- _EXERCISE OBJECTIVE_:
Keep only the lines of the data below that contain the word "patch", and copy each of them out.

- _PROVIDED DATA_:
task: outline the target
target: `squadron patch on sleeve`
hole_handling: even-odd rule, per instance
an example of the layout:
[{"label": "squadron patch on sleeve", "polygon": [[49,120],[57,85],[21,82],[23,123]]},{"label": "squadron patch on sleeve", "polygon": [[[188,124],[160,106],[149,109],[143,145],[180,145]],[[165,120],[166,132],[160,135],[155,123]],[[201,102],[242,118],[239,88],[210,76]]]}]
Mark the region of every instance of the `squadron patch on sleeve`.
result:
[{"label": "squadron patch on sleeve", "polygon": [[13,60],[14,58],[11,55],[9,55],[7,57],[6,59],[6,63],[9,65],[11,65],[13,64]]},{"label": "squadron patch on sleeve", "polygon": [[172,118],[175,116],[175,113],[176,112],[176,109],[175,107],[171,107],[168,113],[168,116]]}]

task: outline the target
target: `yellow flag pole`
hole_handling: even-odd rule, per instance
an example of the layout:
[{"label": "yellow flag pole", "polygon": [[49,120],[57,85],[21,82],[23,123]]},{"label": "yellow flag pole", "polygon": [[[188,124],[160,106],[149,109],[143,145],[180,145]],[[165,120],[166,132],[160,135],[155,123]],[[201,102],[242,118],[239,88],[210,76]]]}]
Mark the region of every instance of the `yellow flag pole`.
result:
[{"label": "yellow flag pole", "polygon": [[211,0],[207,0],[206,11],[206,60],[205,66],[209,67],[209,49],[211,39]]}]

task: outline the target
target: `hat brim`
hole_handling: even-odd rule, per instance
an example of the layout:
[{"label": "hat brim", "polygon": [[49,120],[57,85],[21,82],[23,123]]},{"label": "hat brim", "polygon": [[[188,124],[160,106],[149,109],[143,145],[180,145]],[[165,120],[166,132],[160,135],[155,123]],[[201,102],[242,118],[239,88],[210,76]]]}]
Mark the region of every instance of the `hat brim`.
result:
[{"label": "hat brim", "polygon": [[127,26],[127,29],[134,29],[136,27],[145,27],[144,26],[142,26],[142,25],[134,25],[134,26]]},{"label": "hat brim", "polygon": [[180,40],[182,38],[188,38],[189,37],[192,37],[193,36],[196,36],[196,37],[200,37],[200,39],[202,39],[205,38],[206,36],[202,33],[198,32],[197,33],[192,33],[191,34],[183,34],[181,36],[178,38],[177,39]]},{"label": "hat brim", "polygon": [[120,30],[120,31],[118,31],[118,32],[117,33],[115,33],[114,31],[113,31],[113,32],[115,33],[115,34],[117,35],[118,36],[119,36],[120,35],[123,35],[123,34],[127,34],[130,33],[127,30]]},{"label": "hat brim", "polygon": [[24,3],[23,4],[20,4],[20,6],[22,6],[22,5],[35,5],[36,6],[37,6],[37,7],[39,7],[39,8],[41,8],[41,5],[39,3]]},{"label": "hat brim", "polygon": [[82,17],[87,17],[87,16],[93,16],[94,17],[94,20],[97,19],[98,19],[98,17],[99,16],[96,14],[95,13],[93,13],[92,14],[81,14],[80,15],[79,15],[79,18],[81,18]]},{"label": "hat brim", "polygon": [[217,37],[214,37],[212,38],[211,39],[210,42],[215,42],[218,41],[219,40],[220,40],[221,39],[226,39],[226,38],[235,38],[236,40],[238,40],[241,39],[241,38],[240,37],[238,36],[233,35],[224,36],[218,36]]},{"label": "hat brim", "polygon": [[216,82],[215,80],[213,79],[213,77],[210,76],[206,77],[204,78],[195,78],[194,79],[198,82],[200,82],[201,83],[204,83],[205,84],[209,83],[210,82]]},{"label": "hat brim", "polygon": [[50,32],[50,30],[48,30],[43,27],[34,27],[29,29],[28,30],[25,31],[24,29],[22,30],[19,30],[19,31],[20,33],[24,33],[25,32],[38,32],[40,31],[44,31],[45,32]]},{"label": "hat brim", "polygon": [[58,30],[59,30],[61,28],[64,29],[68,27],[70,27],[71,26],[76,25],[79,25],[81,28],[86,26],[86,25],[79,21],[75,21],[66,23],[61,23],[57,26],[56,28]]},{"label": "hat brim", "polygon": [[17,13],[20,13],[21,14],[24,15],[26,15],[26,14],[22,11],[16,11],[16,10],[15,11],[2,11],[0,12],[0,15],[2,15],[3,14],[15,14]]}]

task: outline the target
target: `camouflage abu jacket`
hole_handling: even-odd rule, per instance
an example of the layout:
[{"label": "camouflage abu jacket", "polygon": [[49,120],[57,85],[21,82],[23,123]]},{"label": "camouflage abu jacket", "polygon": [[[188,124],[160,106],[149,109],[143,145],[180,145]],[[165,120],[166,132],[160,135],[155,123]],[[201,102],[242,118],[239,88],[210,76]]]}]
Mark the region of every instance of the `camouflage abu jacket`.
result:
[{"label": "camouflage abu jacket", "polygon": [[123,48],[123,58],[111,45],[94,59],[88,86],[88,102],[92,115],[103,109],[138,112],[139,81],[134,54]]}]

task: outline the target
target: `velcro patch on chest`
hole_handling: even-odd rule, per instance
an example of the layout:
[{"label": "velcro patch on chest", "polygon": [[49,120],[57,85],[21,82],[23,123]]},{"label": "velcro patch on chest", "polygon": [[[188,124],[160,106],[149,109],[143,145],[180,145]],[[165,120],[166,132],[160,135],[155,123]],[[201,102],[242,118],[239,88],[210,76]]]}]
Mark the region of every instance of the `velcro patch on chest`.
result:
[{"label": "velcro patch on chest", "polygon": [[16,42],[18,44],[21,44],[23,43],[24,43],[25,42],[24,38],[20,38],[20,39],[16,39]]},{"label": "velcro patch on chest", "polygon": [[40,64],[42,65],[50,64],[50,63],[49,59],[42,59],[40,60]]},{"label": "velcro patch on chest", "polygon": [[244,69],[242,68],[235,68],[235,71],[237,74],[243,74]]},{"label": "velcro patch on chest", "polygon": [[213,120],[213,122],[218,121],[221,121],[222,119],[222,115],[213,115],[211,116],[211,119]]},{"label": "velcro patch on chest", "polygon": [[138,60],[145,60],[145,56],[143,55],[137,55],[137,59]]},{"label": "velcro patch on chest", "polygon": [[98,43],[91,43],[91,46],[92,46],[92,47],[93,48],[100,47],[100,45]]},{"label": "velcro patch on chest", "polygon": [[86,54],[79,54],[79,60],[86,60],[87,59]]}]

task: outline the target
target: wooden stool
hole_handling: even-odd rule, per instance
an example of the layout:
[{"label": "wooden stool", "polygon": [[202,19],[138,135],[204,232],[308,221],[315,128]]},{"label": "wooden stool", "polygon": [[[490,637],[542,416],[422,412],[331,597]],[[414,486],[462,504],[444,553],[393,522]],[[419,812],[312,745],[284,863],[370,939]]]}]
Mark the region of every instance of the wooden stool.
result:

- _REPLY TO THE EXERCISE_:
target: `squadron patch on sleeve`
[{"label": "squadron patch on sleeve", "polygon": [[49,120],[57,85],[21,82],[23,123]]},{"label": "squadron patch on sleeve", "polygon": [[[188,124],[160,106],[149,109],[143,145],[180,145]],[[165,120],[166,132],[160,135],[155,123]],[[201,102],[242,118],[239,88],[210,76]]]}]
Mark the region of every instance of the `squadron patch on sleeve`.
[{"label": "squadron patch on sleeve", "polygon": [[13,60],[14,58],[11,55],[9,55],[7,57],[6,59],[6,63],[9,65],[11,65],[13,64]]},{"label": "squadron patch on sleeve", "polygon": [[172,118],[175,116],[175,113],[176,112],[176,109],[175,107],[171,107],[168,113],[168,116]]}]
target: `velcro patch on chest`
[{"label": "velcro patch on chest", "polygon": [[49,120],[57,85],[21,82],[23,123]]},{"label": "velcro patch on chest", "polygon": [[[188,124],[160,106],[149,109],[143,145],[180,145]],[[165,120],[166,132],[160,135],[155,123]],[[201,102],[242,118],[239,88],[210,76]]]}]
Mark the region of every instance of the `velcro patch on chest`.
[{"label": "velcro patch on chest", "polygon": [[16,42],[18,44],[21,44],[23,43],[24,43],[25,42],[24,38],[20,38],[20,39],[16,39]]},{"label": "velcro patch on chest", "polygon": [[40,64],[42,65],[50,64],[50,63],[49,59],[42,59],[40,60]]},{"label": "velcro patch on chest", "polygon": [[244,69],[242,68],[235,68],[235,71],[237,74],[243,74]]},{"label": "velcro patch on chest", "polygon": [[213,120],[213,122],[218,121],[221,121],[222,119],[222,115],[213,115],[211,116],[211,119]]},{"label": "velcro patch on chest", "polygon": [[138,60],[145,60],[145,56],[143,55],[137,55],[137,59]]},{"label": "velcro patch on chest", "polygon": [[98,43],[91,43],[91,46],[92,46],[92,47],[93,48],[100,47],[100,45]]},{"label": "velcro patch on chest", "polygon": [[86,54],[79,54],[79,60],[86,60],[87,59]]}]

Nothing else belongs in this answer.